The burden is on the proponent of the expert testimony to establish its admissibility by a preponderance of the evidence. See Id. at 592 n.10, 113 S.Ct. 2786. The proponent does not have to demonstrate that the testimony is correct, only that the expert is qualified and the testimony is relevant and reliable. Moore v. Ashland Chem., Inc. , 151 F.3d 269, 276 (5th Cir. 1998). The court's inquiry is flexible in that "[t]he relevance and reliability of expert testimony turns upon its nature and the purpose for which its proponent offers it." United States v. Valencia , 600 F.3d 389, 424 (5th Cir. 2010) (citation omitted). "As a general rule, questions relating to the bases and sources of an expert's opinion affect the weight to be assigned that opinion rather than its admissibility and should be left for the [trier of fact's] consideration." Viterbo v. Dow Chem. Co. , 826 F.2d 420, 422 (5th Cir. 1987). "Vigorous cross-examination, presentation of contrary evidence, and careful instruction on the burden of proof are the traditional and appropriate means of attacking shaky but admissible evidence." Daubert , 509 U.S. at 596, 113 S.Ct. 2786 ; see also Guy v. Crown Equip. Corp. , 394 F.3d 320, 325 (5th Cir. 2004) ("Although the Daubert analysis is applied to ensure expert witnesses have employed reliable principles and methods in reaching their conclusions, the test does not judge the expert's conclusions themselves.").

A. Qualifications

Plaintiffs argue that Mr. Martin lacks the qualifications to provide opinions on the reasonableness and necessity of attorneys’ fees and expenses in the trademark lawsuit because he has no experience "trying intellectual property cases" and no experience "trying cases in New Jersey." (doc. 104 at 3-4.) They also argue that he should be excluded from providing "insurance industry testimony regarding the actual practices of insurers and insureds" because he does not have "industry experience actually handling or processing claims." (Id. at 4.)

STORED DATA ::

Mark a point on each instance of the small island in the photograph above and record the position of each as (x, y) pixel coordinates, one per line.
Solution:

SET TASKS ::
**A)** Repeat the expert-testimony passage word for word from "A. Qualifications" up to and including "(Id. at 4.)".
**B)** Decide whether each statement agrees with the expert-testimony passage, answering yes or no and quoting the words that settle it. (i) The proponent must show that the expert's testimony is correct. (ii) The burden of establishing admissibility rests on the proponent of the expert testimony. (iii) Questions about the bases and sources of an expert's opinion generally affect its admissibility rather than its weight.
**C)** According to the expert-testimony passage, by what standard must the proponent establish the admissibility of expert testimony?
Work from the expert-testimony passage alone.

ANSWERS PER TASK ::
**A)**
A. Qualifications

Plaintiffs argue that Mr. Martin lacks the qualifications to provide opinions on the reasonableness and necessity of attorneys’ fees and expenses in the trademark lawsuit because he has no experience "trying intellectual property cases" and no experience "trying cases in New Jersey." (doc. 104 at 3-4.) They also argue that he should be excluded from providing "insurance industry testimony regarding the actual practices of insurers and insureds" because he does not have "industry experience actually handling or processing claims." (Id. at 4.)

**B)**
(i) No: "The proponent does not have to demonstrate that the testimony is correct"
(ii) Yes: "The burden is on the proponent of the expert testimony to establish its admissibility"
(iii) No: "affect the weight to be assigned that opinion rather than its admissibility"

**C)** By a preponderance of the evidence.